Task details:
Could you return each line below without altering a word?

Input:

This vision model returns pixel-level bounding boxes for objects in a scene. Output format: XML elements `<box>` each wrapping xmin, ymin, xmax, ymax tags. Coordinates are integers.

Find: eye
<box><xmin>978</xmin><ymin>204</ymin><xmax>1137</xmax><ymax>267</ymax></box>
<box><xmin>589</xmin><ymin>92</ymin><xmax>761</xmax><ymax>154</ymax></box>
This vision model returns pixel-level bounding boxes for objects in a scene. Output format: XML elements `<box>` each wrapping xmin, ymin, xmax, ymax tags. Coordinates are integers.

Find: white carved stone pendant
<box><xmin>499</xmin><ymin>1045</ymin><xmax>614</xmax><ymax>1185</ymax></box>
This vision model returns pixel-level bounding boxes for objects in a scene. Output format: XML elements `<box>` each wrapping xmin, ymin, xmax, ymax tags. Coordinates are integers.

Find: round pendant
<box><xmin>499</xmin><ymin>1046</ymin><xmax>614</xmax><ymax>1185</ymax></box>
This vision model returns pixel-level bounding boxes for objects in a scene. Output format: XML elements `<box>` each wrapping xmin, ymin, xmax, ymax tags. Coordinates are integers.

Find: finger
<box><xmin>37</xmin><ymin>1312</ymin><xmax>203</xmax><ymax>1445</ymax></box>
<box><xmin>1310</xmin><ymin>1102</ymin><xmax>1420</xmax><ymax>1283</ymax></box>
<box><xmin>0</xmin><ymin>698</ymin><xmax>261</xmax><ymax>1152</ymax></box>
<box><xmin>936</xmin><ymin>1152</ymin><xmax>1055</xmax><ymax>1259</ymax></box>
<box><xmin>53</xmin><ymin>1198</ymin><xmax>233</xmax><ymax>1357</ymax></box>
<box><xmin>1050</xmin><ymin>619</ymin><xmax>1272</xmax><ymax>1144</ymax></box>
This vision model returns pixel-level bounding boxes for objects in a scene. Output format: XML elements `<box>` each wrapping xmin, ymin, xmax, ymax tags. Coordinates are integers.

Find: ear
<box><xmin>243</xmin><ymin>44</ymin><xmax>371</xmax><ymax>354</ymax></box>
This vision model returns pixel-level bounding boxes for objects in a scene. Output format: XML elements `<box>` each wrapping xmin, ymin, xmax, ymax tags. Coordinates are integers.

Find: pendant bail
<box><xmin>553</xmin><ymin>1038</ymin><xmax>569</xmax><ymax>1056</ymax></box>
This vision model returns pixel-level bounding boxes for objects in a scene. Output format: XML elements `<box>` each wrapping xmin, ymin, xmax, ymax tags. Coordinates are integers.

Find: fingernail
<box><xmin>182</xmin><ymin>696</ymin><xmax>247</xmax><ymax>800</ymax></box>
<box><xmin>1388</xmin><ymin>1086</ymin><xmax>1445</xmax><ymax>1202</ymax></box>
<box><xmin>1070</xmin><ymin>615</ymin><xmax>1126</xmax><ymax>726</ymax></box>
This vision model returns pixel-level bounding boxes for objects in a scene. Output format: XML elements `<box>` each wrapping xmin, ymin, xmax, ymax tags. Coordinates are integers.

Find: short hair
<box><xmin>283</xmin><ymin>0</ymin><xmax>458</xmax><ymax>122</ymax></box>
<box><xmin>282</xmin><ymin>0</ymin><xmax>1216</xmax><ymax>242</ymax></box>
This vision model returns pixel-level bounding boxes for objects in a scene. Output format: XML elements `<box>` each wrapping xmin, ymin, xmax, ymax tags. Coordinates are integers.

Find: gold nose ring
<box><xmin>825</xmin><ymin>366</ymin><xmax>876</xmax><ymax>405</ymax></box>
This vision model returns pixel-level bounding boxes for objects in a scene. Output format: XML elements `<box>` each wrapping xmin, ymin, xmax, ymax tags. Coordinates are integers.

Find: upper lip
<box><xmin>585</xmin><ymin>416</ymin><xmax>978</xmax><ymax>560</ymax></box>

Reply:
This vision model returns pixel-level bounding boxes for objects in a scene. Output format: XML elements `<box>` each wrapping xmin, ymin, xmax, ymax tags. Coordinates are integers.

Find: eye
<box><xmin>978</xmin><ymin>204</ymin><xmax>1137</xmax><ymax>267</ymax></box>
<box><xmin>589</xmin><ymin>92</ymin><xmax>761</xmax><ymax>154</ymax></box>
This vision model returns pixel-level bounding boxes for objects in a scene. Output format: XML elements `<box>` each wrapping xmin, ymin, xmax, ymax tags. Coordinates are integers.

Find: white carved stone pendant
<box><xmin>499</xmin><ymin>1045</ymin><xmax>614</xmax><ymax>1185</ymax></box>
This vision model returns pixel-level bounding boxes for objects in a scene. Output format: XML elements `<box>` each wrapping xmin, ymin, xmax, ymax tags. Coordinates are integers.

Find: round pendant
<box><xmin>499</xmin><ymin>1046</ymin><xmax>614</xmax><ymax>1185</ymax></box>
This vision model returns pixel-level bounding boxes for objects in a scene. Output format: XML elements `<box>` each wrapping xmin, ymin, xmax, ymax tags. Coordinates are integers.

Find: finger
<box><xmin>37</xmin><ymin>1312</ymin><xmax>203</xmax><ymax>1445</ymax></box>
<box><xmin>1310</xmin><ymin>1102</ymin><xmax>1420</xmax><ymax>1283</ymax></box>
<box><xmin>0</xmin><ymin>698</ymin><xmax>261</xmax><ymax>1152</ymax></box>
<box><xmin>936</xmin><ymin>1152</ymin><xmax>1055</xmax><ymax>1259</ymax></box>
<box><xmin>53</xmin><ymin>1198</ymin><xmax>233</xmax><ymax>1357</ymax></box>
<box><xmin>1050</xmin><ymin>619</ymin><xmax>1272</xmax><ymax>1144</ymax></box>
This vision model returns pixel-level bounding boxes for objects in a scene. Output format: XML elements `<box>` each wrapping xmin, ymin, xmax, ymax tags. Coordinates are integers.

Find: ear
<box><xmin>243</xmin><ymin>44</ymin><xmax>371</xmax><ymax>354</ymax></box>
This vision model returns pixel-level bounding boxes for objects in a scene. Output format: XML elements `<box>` each wrapping xmin, ymin, xmax, ymax tags. Coordinates are integers.

Find: pendant bail
<box><xmin>553</xmin><ymin>1038</ymin><xmax>569</xmax><ymax>1056</ymax></box>
This vision model returns pixel-level bounding boxes for objects in a scene. Output format: XML elements `<box>` each wrapping xmin, ymin, xmax, ymax tags. Coordinates are integers.

Find: fingernail
<box><xmin>182</xmin><ymin>696</ymin><xmax>247</xmax><ymax>800</ymax></box>
<box><xmin>1388</xmin><ymin>1086</ymin><xmax>1445</xmax><ymax>1202</ymax></box>
<box><xmin>1070</xmin><ymin>615</ymin><xmax>1126</xmax><ymax>726</ymax></box>
This vision model returns pixel-level bounding boxes for objects in a scene. Output format: XML elements `<box>` each wrapping xmin, ymin, xmax, ymax tags. Coordinates are integers.

Find: short hair
<box><xmin>283</xmin><ymin>0</ymin><xmax>458</xmax><ymax>122</ymax></box>
<box><xmin>282</xmin><ymin>0</ymin><xmax>1216</xmax><ymax>242</ymax></box>
This vision model returns pixel-level bounding boxes for objects in a scene. Output format: XML elements `<box>` each wrapping xmin, ymin, xmax, ymax tags. Coordinates are integers.

Find: gold nose ring
<box><xmin>825</xmin><ymin>366</ymin><xmax>876</xmax><ymax>405</ymax></box>
This vision model returns pixel-level bounding boxes for objects in a scene. Output format: XML elements `<box>` each wrapping xmin, ymin, xmax, ymax tags. Coordinates are integers.

Find: upper lip
<box><xmin>585</xmin><ymin>416</ymin><xmax>978</xmax><ymax>560</ymax></box>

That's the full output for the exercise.